Excerpts of pointing data:
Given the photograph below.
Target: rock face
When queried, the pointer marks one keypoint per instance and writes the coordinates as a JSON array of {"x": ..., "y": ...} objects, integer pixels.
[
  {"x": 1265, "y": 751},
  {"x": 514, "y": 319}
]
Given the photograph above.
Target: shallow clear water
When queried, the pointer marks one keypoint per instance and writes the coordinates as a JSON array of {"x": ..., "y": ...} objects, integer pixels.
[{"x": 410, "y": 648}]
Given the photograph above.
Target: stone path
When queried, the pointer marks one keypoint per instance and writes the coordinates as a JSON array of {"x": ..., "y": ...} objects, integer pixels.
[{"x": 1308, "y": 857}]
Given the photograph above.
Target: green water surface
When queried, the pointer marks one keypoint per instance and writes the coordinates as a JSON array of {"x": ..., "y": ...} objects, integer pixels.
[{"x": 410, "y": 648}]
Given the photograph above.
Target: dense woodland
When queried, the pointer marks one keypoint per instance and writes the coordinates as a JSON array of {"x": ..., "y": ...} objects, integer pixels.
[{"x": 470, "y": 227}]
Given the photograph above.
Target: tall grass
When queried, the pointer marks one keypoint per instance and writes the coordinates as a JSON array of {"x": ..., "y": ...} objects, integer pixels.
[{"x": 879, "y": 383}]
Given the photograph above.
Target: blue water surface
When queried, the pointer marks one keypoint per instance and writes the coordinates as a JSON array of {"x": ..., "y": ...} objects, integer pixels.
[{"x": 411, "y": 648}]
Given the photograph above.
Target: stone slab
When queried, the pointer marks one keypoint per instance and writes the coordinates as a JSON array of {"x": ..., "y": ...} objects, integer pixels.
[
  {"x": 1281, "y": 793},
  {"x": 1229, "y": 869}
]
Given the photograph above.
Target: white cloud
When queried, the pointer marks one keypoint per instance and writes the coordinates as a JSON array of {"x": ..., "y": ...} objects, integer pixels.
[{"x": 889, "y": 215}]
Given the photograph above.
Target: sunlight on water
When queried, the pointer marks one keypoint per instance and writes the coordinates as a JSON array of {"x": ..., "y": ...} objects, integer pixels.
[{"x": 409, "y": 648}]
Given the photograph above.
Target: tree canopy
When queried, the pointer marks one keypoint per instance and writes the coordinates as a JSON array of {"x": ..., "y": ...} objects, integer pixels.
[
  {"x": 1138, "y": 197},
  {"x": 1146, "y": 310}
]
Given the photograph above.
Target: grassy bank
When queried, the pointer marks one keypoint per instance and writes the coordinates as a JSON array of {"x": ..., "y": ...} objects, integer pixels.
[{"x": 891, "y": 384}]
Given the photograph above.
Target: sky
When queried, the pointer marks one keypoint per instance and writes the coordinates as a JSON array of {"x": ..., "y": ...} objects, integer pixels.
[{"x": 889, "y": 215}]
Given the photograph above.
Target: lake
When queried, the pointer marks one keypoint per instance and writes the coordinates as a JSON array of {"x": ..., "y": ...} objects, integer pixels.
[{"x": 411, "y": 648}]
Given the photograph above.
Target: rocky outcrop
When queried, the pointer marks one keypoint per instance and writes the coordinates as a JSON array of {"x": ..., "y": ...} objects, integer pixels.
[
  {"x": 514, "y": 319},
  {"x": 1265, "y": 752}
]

Description of the task => Output all of the data above without any alteration.

Worked answer =>
Given the photograph below.
Target: rock face
When queried, the pointer marks one keypoint per instance and writes the coordinates as a JSON array of {"x": ..., "y": ...} objects, integer pixels.
[
  {"x": 1265, "y": 751},
  {"x": 514, "y": 319}
]
Given the photograph above.
Target: shallow clear water
When queried, the pointer marks one keypoint per instance and writes the coordinates as a JSON array of {"x": ..., "y": ...} objects, integer pixels.
[{"x": 410, "y": 648}]
Given the photograph above.
Target: stone path
When queried, the pointer marks one keypoint per instance and writes the coordinates as a JSON array of {"x": ..., "y": ...} objects, integer pixels.
[{"x": 1308, "y": 857}]
Given the photograph above.
Target: green water surface
When queried, the pointer marks one keypoint per instance and writes the coordinates as a JSON array of {"x": ..., "y": ...} objects, integer pixels.
[{"x": 410, "y": 648}]
Given the photograph above.
Target: dense woodland
When queried, the pointer marks one keypoint per instance and writes the coordinates as a JSON array of {"x": ..., "y": ...} objects, integer pixels.
[{"x": 470, "y": 227}]
Given the photograph above.
Target: tall grass
When queried, the pointer marks one keypoint per instance and writes the coordinates as a JSON array of {"x": ..., "y": ...} objects, integer pixels.
[{"x": 879, "y": 383}]
Given the photograph above.
Target: blue water surface
When queried, the pointer marks one keypoint per instance and writes the coordinates as a JSON array of {"x": ..., "y": ...} objects, integer pixels.
[{"x": 411, "y": 648}]
Given the photograph above.
Target: stone slab
When queried, the pointer marks one keypoint per instance and writes the coordinates as a JSON array of {"x": ..., "y": ...} objects, integer pixels.
[
  {"x": 1281, "y": 793},
  {"x": 1229, "y": 869}
]
Given the photograph above.
Target: white cloud
When queried, the pointer marks one keypoint per instance and writes the coordinates as a JSON array of {"x": ..., "y": ...} objects, integer pixels.
[{"x": 889, "y": 215}]
Given the photograph above.
Target: sunlight on water
When queried, the pointer marks one keypoint per instance and writes the coordinates as a JSON array of {"x": ..., "y": ...} objects, integer pixels.
[{"x": 409, "y": 648}]
Given the photograph above.
Target: tree canopy
When queried, the pointer marks one keypoint per instance and writes the coordinates as a JSON array of {"x": ..., "y": ...} objects, integer pixels.
[
  {"x": 1138, "y": 197},
  {"x": 1146, "y": 310}
]
Given the photograph above.
Target: grassy bank
When queried, the pointer marks one keypoint per instance and writes the coordinates as a JSON array of {"x": ..., "y": ...} objects, integer pixels.
[{"x": 891, "y": 384}]
Given the photograph above.
Target: sky
When queried, the pointer marks one keypoint per instance and writes the coordinates as a JSON array of {"x": ..., "y": ...} objects, integer pixels.
[{"x": 889, "y": 215}]
Given the photograph above.
Target: lake
When queried, the pointer marks one keypoint per instance and writes the coordinates as a JSON array of {"x": ..., "y": ...} objects, integer pixels.
[{"x": 411, "y": 648}]
Given the photograph above.
Target: rocky outcrop
When queried, the pointer marks one keypoint per instance and writes the coordinates as a JSON array of {"x": ..., "y": ...} objects, integer pixels.
[
  {"x": 514, "y": 319},
  {"x": 1265, "y": 752}
]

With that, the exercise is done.